» Passage provided:

::::

For New or Aspiring Translators
- So You Want To Be A Translator – My humble contribution to the “becoming a translator” theme.
- Theories of Translation: An Anthology of Essays from Dryden to Derrida and The Craft of Translation – I personally feel that in order to be the best translator you can be, or perhaps even to be a good translator at all, you have to have some kind of theory about what translation means, in general and to you specifically. It also helps to have a theoretical tool chest you can use to tackle certain kinds of common problems. I think some people may be able to arrive at a mature, dynamic, and fully-formed theory of translation on their own, but most of us would probably benefit from some background or some ideas to jumpstart us. Although translation studies is an expanding field that has more written about it all the time, for starting out I recommend these two companion volumes that were assigned reading back in the Translation Seminar class I took at Swarthmore College (I was a Bryn Mawr grad, but I took most of the classes in my major over at “Swat”). For one thing, they’re collections of essays, which means you get to hear different voices with different opinions. For another thing, the essays cover all kinds of different types of translation. It’s not just poetry or just literature.
- If you found my page because you’re an aspiring anime translator, please also see the section for anime translators below.
Online Dictionaries (Japanese<->English)
Kenkyusha Online Dictionary – I consider this to be just about the best Japanese/English dictionary on the web. (It also does English-Japanese, but I don’t use that feature often and cannot comment on its quality.) It’s an evolving dictionary, which means that new words are added to this online dictionary as Kenkyusha reviews them for use in its hard-bound dictionaries. The drawback is that KOD is not free. It’s a paid service; you can see their fee schedule here.
Goo Dictionary and Yahoo!Japan Dictionary – These are both free online dictionaries which can also be quite useful. I used them both extensively before I switched to KOD, and will occasionally peek at them now. At this point, of the two I tend to use Yahoo! more.
Denshi Jisho’s kanji by radicals lookup – A friend outside the translation industry turned me on to this one, and it’s been one of those rare great finds. For those times when you need to look up a kanji online or don’t feel like using your physical media to do it, this is the simplest and friendliest kanji lookup I’ve found. It’s very similar to the by radicals lookup in Jim Breen’s WWWJDIC, which is what I used to use, but this site lets you see your options narrowing in real time. As for the other sections of Denshi Jisho, though, I do not endorse using them, because as of this writing, the examples in its dictionaries use the Tanaka corpus. I find the corpus highly problematic, and more likely to lead one astray than otherwise (see information on the Tanaka corpus here and here).

::::

» Material supplied:
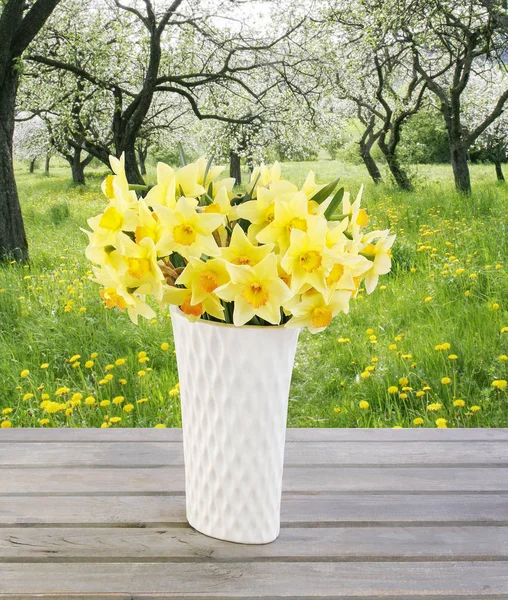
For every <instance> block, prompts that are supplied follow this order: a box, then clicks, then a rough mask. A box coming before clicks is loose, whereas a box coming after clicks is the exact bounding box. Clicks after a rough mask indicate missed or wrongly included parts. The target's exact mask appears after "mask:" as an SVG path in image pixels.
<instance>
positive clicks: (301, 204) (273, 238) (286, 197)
mask: <svg viewBox="0 0 508 600" xmlns="http://www.w3.org/2000/svg"><path fill="white" fill-rule="evenodd" d="M313 218H314V219H316V218H317V217H313ZM307 221H308V203H307V198H306V196H305V194H304V193H303V192H297V193H296V194H286V195H284V196H283V197H282V198H276V199H275V202H274V213H273V220H272V222H271V223H269V224H268V225H267V226H266V227H265V228H263V229H262V230H261V231H260V232H259V233H258V234H257V235H256V239H257V241H258V242H260V243H261V244H276V245H277V246H278V248H279V249H280V252H281V253H284V252H285V251H286V250H287V249H288V247H289V239H290V236H291V231H292V230H293V229H297V230H300V231H307V228H308V223H307ZM323 222H324V223H325V224H326V222H325V221H323Z"/></svg>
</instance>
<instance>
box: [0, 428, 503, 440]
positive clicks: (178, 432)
mask: <svg viewBox="0 0 508 600" xmlns="http://www.w3.org/2000/svg"><path fill="white" fill-rule="evenodd" d="M286 440H287V441H290V442H302V441H303V442H305V441H308V442H351V443H356V442H380V441H382V442H418V441H420V442H437V441H441V442H448V443H453V442H457V441H466V442H473V441H479V442H482V441H486V442H488V441H508V429H330V428H324V427H323V428H290V429H288V430H287V433H286ZM181 441H182V430H181V429H143V428H139V429H128V428H125V429H123V428H122V429H77V428H75V429H64V428H57V429H42V428H33V429H30V428H26V429H1V430H0V442H25V443H31V442H47V443H58V442H68V443H71V444H73V443H75V442H95V443H102V442H113V443H119V442H181Z"/></svg>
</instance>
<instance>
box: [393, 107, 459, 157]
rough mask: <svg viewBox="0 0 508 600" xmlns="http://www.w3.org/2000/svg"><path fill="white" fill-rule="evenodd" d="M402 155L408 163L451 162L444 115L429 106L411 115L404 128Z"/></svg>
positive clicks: (402, 146) (402, 144) (403, 133)
mask: <svg viewBox="0 0 508 600" xmlns="http://www.w3.org/2000/svg"><path fill="white" fill-rule="evenodd" d="M399 151H400V156H401V158H402V159H403V160H404V162H406V163H418V164H435V163H449V162H450V147H449V144H448V135H447V133H446V128H445V125H444V122H443V118H442V116H441V115H440V114H439V112H438V111H437V110H436V109H435V108H433V107H427V108H424V109H422V110H420V111H419V112H418V113H416V114H415V115H413V116H411V117H410V118H409V119H408V121H407V122H406V123H405V124H404V127H403V128H402V139H401V143H400V147H399Z"/></svg>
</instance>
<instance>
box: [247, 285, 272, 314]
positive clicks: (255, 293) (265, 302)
mask: <svg viewBox="0 0 508 600" xmlns="http://www.w3.org/2000/svg"><path fill="white" fill-rule="evenodd" d="M242 296H243V298H244V299H245V300H246V301H247V302H248V303H249V304H250V305H251V306H253V307H254V308H259V307H260V306H265V304H266V303H267V302H268V298H269V297H270V293H269V292H268V290H267V289H266V287H265V286H264V285H263V284H262V283H251V284H249V285H247V286H246V287H244V288H243V291H242Z"/></svg>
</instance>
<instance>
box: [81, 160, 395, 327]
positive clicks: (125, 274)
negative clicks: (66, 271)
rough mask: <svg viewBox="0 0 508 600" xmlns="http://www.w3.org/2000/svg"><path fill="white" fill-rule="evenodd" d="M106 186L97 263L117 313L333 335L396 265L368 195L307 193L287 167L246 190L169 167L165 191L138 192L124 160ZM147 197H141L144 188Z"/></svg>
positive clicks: (108, 293)
mask: <svg viewBox="0 0 508 600" xmlns="http://www.w3.org/2000/svg"><path fill="white" fill-rule="evenodd" d="M110 161H111V167H112V169H113V172H114V175H111V176H109V177H107V178H106V180H105V181H104V182H103V184H102V189H103V192H104V193H105V195H106V197H107V198H108V205H107V207H106V208H105V210H104V212H102V213H101V214H100V215H98V216H96V217H93V218H91V219H89V221H88V223H89V225H90V227H91V229H92V231H87V232H86V233H87V234H88V236H89V240H90V243H89V245H88V247H87V249H86V256H87V257H88V259H89V260H90V261H92V262H93V263H95V264H96V265H98V266H94V267H93V271H94V274H95V281H97V282H98V283H99V284H100V285H101V286H103V287H102V290H101V292H100V294H101V296H102V298H103V300H104V303H105V305H106V307H108V308H112V307H117V308H119V309H120V310H122V311H123V310H125V309H126V310H127V312H128V314H129V316H130V318H131V319H132V321H134V322H135V323H136V322H137V318H138V315H142V316H143V317H146V318H149V319H150V318H152V317H153V316H154V314H155V313H154V310H153V308H152V306H151V305H150V304H148V303H147V298H148V297H149V296H153V298H154V299H155V300H156V302H157V303H158V304H159V305H160V306H161V307H163V308H164V307H167V306H168V305H176V306H178V307H180V309H181V311H182V312H183V313H184V314H185V315H186V316H187V318H188V319H189V320H190V321H194V320H197V319H206V320H210V321H216V322H226V323H233V324H234V325H236V326H238V327H240V326H242V325H246V324H249V325H266V326H268V325H282V324H284V325H285V326H286V327H307V328H308V329H309V330H310V331H311V332H318V331H322V330H323V329H325V327H327V326H328V325H329V324H330V322H331V321H332V319H333V317H334V316H335V315H337V314H338V313H339V312H344V313H347V312H348V310H349V302H350V300H351V298H354V297H355V296H356V295H357V293H358V290H359V288H360V286H361V284H362V282H363V283H364V285H365V289H366V291H367V293H369V294H370V293H371V292H372V291H373V290H374V288H375V287H376V285H377V282H378V278H379V275H382V274H385V273H388V272H389V271H390V268H391V258H390V248H391V246H392V244H393V242H394V239H395V236H393V235H390V234H389V231H388V230H386V231H371V232H370V233H365V232H364V230H363V228H364V227H365V226H366V225H367V222H368V216H367V213H366V211H365V209H363V208H360V201H361V194H362V190H361V189H360V192H359V194H358V196H357V198H356V200H355V201H354V202H353V203H351V201H350V197H349V194H348V193H347V192H345V191H344V189H343V188H341V189H339V190H338V191H336V187H337V181H333V182H331V183H329V184H326V185H320V184H317V183H316V181H315V177H314V173H313V172H312V171H311V172H310V173H309V174H308V176H307V179H306V181H305V183H304V184H303V186H302V187H301V188H300V189H299V188H298V187H297V186H296V185H294V184H293V183H291V182H289V181H287V180H285V179H283V178H282V177H281V169H280V165H279V164H277V163H275V164H274V165H273V166H271V167H268V166H265V165H261V166H260V167H257V168H255V169H254V171H253V172H252V175H251V179H250V183H249V184H248V186H247V190H246V192H245V193H243V194H237V193H235V192H234V191H233V186H234V179H232V178H223V179H219V175H220V174H221V173H222V171H223V170H224V167H212V166H211V161H208V162H207V161H206V160H205V159H204V158H200V159H199V160H198V161H196V162H194V163H192V164H187V165H185V166H183V167H182V168H180V169H178V170H174V169H173V168H171V167H170V166H168V165H166V164H163V163H159V164H158V165H157V184H156V185H154V186H146V187H145V186H130V185H129V183H128V181H127V178H126V175H125V169H124V160H123V157H121V158H120V159H117V158H115V157H111V159H110ZM140 191H141V192H144V193H145V196H144V197H138V192H140Z"/></svg>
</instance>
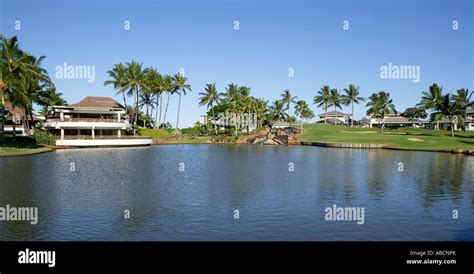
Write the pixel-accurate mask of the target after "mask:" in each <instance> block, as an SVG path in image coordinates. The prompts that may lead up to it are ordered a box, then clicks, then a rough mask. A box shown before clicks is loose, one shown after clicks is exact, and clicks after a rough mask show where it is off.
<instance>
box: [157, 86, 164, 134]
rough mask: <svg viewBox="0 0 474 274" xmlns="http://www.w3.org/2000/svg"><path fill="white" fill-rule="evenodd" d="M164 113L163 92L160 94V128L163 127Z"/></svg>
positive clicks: (158, 121)
mask: <svg viewBox="0 0 474 274" xmlns="http://www.w3.org/2000/svg"><path fill="white" fill-rule="evenodd" d="M162 112H163V92H160V118H158V128H160V126H161V113H162Z"/></svg>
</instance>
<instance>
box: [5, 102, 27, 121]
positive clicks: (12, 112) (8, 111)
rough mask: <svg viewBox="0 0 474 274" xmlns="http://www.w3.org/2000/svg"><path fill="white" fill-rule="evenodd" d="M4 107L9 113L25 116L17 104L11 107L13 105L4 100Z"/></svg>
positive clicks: (24, 109)
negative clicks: (13, 107)
mask: <svg viewBox="0 0 474 274" xmlns="http://www.w3.org/2000/svg"><path fill="white" fill-rule="evenodd" d="M4 107H5V110H6V111H8V112H10V113H15V114H16V115H18V116H20V117H25V116H26V113H25V109H24V108H22V107H19V106H15V108H13V105H12V103H11V102H10V101H5V105H4Z"/></svg>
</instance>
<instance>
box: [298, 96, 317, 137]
mask: <svg viewBox="0 0 474 274" xmlns="http://www.w3.org/2000/svg"><path fill="white" fill-rule="evenodd" d="M295 115H296V116H299V117H300V118H301V132H303V120H304V119H311V118H313V117H314V113H313V111H311V109H309V106H308V103H306V101H304V100H299V101H297V102H296V107H295Z"/></svg>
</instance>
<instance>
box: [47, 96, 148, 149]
mask: <svg viewBox="0 0 474 274" xmlns="http://www.w3.org/2000/svg"><path fill="white" fill-rule="evenodd" d="M44 127H45V128H46V129H47V130H48V131H49V132H51V133H52V134H54V135H56V136H58V137H59V139H58V140H56V145H58V146H116V145H118V146H122V145H125V146H127V145H149V144H151V139H144V138H134V137H133V136H124V135H126V134H127V131H130V130H131V128H132V126H131V124H130V122H129V121H128V118H127V116H126V110H125V107H124V106H122V105H121V104H120V103H118V102H117V101H115V100H114V99H112V98H110V97H92V96H88V97H85V98H84V99H82V100H81V101H80V102H79V103H76V104H72V105H69V106H53V111H52V113H51V114H50V115H49V116H48V117H47V120H46V123H45V125H44Z"/></svg>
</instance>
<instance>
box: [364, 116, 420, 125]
mask: <svg viewBox="0 0 474 274" xmlns="http://www.w3.org/2000/svg"><path fill="white" fill-rule="evenodd" d="M382 124H383V125H384V127H390V126H413V127H424V126H425V124H426V122H425V121H422V120H419V119H408V118H406V117H403V116H401V115H400V113H395V112H390V113H389V114H387V116H385V118H384V119H383V120H382V119H381V118H370V120H369V127H382Z"/></svg>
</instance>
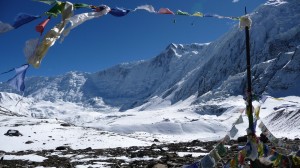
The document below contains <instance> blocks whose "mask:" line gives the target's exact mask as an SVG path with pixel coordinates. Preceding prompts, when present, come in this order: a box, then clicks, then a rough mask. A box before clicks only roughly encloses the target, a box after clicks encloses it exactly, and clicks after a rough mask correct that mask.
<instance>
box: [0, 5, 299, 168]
mask: <svg viewBox="0 0 300 168" xmlns="http://www.w3.org/2000/svg"><path fill="white" fill-rule="evenodd" d="M250 17H251V19H252V26H251V29H250V33H251V41H250V43H251V64H252V81H253V94H254V99H255V100H256V101H255V102H254V105H255V107H258V106H260V120H258V124H259V123H260V122H263V123H264V124H265V125H266V126H267V128H268V129H269V130H270V132H272V134H273V135H274V136H276V137H277V138H285V137H286V138H288V139H295V138H300V89H299V84H298V83H299V82H300V50H299V49H300V2H299V0H286V1H283V0H277V1H273V0H270V1H268V2H267V3H265V4H263V5H261V6H260V7H259V8H257V10H256V11H255V12H253V13H251V14H250ZM245 50H246V49H245V37H244V31H242V30H240V28H239V27H238V25H236V26H234V27H233V29H232V30H231V31H229V32H228V33H227V34H225V35H224V36H223V37H221V38H219V39H218V40H216V41H214V42H211V43H205V44H187V45H183V44H170V45H169V46H168V47H167V48H166V49H165V51H163V52H162V53H160V54H159V55H158V56H156V57H154V58H153V59H150V60H146V61H139V62H134V63H124V64H120V65H116V66H114V67H112V68H109V69H107V70H104V71H99V72H96V73H82V72H69V73H67V74H64V75H61V76H57V77H30V78H27V79H26V91H25V93H24V96H21V94H20V93H18V92H16V91H13V90H12V89H11V88H10V87H9V86H8V85H7V84H6V83H1V84H0V91H1V92H0V106H1V108H0V126H1V127H0V130H1V131H0V133H1V135H0V151H3V152H18V151H26V150H34V151H39V150H51V149H55V148H56V147H59V146H69V147H70V148H72V149H86V148H88V147H91V148H92V149H103V148H117V147H130V146H150V145H152V144H153V143H154V139H155V140H156V142H155V143H156V144H166V143H179V142H188V141H193V140H200V141H213V140H214V141H218V140H220V139H222V138H223V137H225V135H226V134H229V131H230V130H231V129H232V126H233V124H234V123H235V122H236V120H237V119H239V117H240V116H241V115H242V118H243V121H244V122H243V123H241V124H238V125H236V128H237V130H238V131H237V134H236V135H234V136H233V137H232V139H237V138H238V137H240V136H243V135H245V134H246V129H247V128H248V118H247V115H246V114H245V112H244V110H245V107H246V105H245V100H244V99H245V98H244V96H245V89H246V71H245V70H246V58H245V57H246V56H245V55H246V53H245V52H246V51H245ZM11 114H17V115H20V116H16V115H11ZM61 124H63V125H61ZM64 125H67V126H64ZM9 129H13V130H18V131H20V133H21V134H22V135H23V136H19V137H10V136H5V135H3V134H5V133H6V132H7V131H8V130H9ZM260 133H261V131H260V130H259V128H257V135H259V134H260ZM11 157H12V156H11ZM72 157H74V156H72ZM5 158H8V159H9V158H10V156H8V157H4V159H5ZM33 158H35V157H33ZM36 159H43V158H38V157H37V158H36ZM44 159H45V158H44ZM86 167H88V166H86ZM95 167H97V166H95Z"/></svg>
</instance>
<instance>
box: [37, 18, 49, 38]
mask: <svg viewBox="0 0 300 168" xmlns="http://www.w3.org/2000/svg"><path fill="white" fill-rule="evenodd" d="M49 21H50V17H48V18H47V19H46V20H44V21H42V22H41V23H40V24H38V25H37V26H36V27H35V30H36V31H37V32H39V33H41V34H43V32H44V29H45V27H46V25H47V23H48V22H49Z"/></svg>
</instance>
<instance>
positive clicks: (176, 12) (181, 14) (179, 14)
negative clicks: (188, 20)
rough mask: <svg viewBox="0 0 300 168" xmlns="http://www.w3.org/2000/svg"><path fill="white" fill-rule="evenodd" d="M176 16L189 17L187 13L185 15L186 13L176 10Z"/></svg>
mask: <svg viewBox="0 0 300 168" xmlns="http://www.w3.org/2000/svg"><path fill="white" fill-rule="evenodd" d="M176 15H186V16H190V14H189V13H187V12H182V11H181V10H178V11H177V12H176Z"/></svg>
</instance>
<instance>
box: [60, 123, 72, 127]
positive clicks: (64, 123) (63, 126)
mask: <svg viewBox="0 0 300 168" xmlns="http://www.w3.org/2000/svg"><path fill="white" fill-rule="evenodd" d="M60 126H63V127H70V126H71V124H68V123H62V124H60Z"/></svg>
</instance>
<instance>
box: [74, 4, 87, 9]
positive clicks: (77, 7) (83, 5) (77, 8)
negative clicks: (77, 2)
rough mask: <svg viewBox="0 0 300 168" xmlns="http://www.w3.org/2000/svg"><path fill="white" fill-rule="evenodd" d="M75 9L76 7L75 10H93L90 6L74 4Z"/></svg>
mask: <svg viewBox="0 0 300 168" xmlns="http://www.w3.org/2000/svg"><path fill="white" fill-rule="evenodd" d="M74 7H75V9H79V8H91V6H90V5H88V4H84V3H79V4H74Z"/></svg>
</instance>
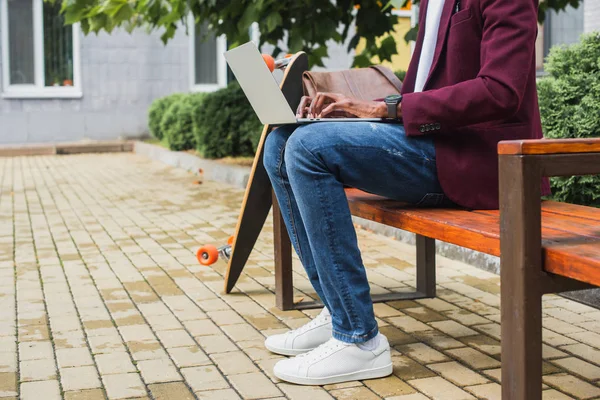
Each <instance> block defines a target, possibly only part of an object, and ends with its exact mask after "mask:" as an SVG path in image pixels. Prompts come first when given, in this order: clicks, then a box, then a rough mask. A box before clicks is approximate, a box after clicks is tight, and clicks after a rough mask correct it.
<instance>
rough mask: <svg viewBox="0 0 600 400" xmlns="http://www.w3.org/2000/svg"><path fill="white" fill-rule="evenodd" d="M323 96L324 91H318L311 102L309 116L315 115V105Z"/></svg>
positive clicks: (310, 103) (319, 100) (309, 108)
mask: <svg viewBox="0 0 600 400" xmlns="http://www.w3.org/2000/svg"><path fill="white" fill-rule="evenodd" d="M321 97H323V93H317V95H316V96H315V98H314V99H313V101H312V102H311V103H310V106H309V107H308V117H309V118H312V117H313V115H314V108H315V105H316V104H317V102H318V101H320V99H321Z"/></svg>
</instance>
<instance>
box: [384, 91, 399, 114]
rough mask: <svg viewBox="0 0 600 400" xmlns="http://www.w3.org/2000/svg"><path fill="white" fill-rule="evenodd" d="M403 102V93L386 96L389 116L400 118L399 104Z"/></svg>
mask: <svg viewBox="0 0 600 400" xmlns="http://www.w3.org/2000/svg"><path fill="white" fill-rule="evenodd" d="M400 102H402V95H401V94H393V95H391V96H387V97H386V98H385V104H386V105H387V106H388V118H392V119H398V104H400Z"/></svg>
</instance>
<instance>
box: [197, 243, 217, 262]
mask: <svg viewBox="0 0 600 400" xmlns="http://www.w3.org/2000/svg"><path fill="white" fill-rule="evenodd" d="M196 258H197V259H198V262H199V263H200V264H202V265H212V264H214V263H216V262H217V260H218V259H219V250H217V248H216V247H215V246H213V245H211V244H207V245H205V246H202V247H200V248H199V249H198V252H197V253H196Z"/></svg>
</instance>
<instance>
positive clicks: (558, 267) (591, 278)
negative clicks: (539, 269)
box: [544, 240, 600, 286]
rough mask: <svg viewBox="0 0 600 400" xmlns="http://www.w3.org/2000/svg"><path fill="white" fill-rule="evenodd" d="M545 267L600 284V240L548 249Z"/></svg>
mask: <svg viewBox="0 0 600 400" xmlns="http://www.w3.org/2000/svg"><path fill="white" fill-rule="evenodd" d="M544 259H545V267H544V269H545V270H546V271H548V272H552V273H553V274H557V275H561V276H568V277H570V278H573V279H577V280H578V281H581V282H586V283H590V284H592V285H595V286H600V240H599V241H596V242H592V243H585V244H577V245H571V246H557V247H552V248H549V249H546V255H545V257H544Z"/></svg>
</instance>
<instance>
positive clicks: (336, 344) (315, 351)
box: [296, 338, 345, 364]
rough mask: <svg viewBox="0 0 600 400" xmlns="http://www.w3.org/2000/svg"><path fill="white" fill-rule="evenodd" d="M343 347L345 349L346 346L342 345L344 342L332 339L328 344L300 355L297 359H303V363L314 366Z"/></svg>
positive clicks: (296, 357) (330, 340)
mask: <svg viewBox="0 0 600 400" xmlns="http://www.w3.org/2000/svg"><path fill="white" fill-rule="evenodd" d="M343 347H345V345H344V344H342V342H340V341H339V340H336V339H334V338H331V339H329V340H328V341H327V342H325V343H323V344H322V345H320V346H319V347H317V348H315V349H313V350H311V351H309V352H307V353H304V354H300V355H298V356H296V358H302V361H304V362H307V363H309V364H312V363H314V362H315V361H319V360H321V359H323V358H325V357H327V356H328V355H330V354H331V353H334V352H335V351H337V350H339V349H341V348H343Z"/></svg>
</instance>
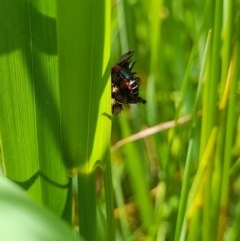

::::

» Problem set:
1: In the page of translator resources, what drawback does the writer give for the Kenkyusha Online Dictionary?
2: Extend the page of translator resources with the next part, picking up after its last sentence.

» Exercise answers:
1: It is not free; it is a paid service.

2:
Japan Dictionary’s 擬音語・擬態語 lookup – This isn’t going to contain every single onomatopoeia or mimetic word out there, because nothing will, but I sometimes find ones here that aren’t in my regular dictionaries.
Other Websites
The University of Virginia Library’s Japanese Text Initiative – Sometimes in the course of a translation you come across one or two lines quoted from a classical text which, if there is no established English translation or you cannot access/use an established translation for whatever reason, you have to translate yourself. And you can’t do that in a vacuum. You need to know the context of those lines in the story. The Japanese Text Initiative takes texts which are not bound by copyright and posts them on the web so that students and scholars may freely read them. For the anime This Ugly Yet Beautiful World I used the Text Initiative to access the full text of 雨月物語, enabling me to ground myself in the context enough to produce a responsible translation of the lines from 雨月物語 that Hikari and Takeru’s teacher quoted in their Japanese class.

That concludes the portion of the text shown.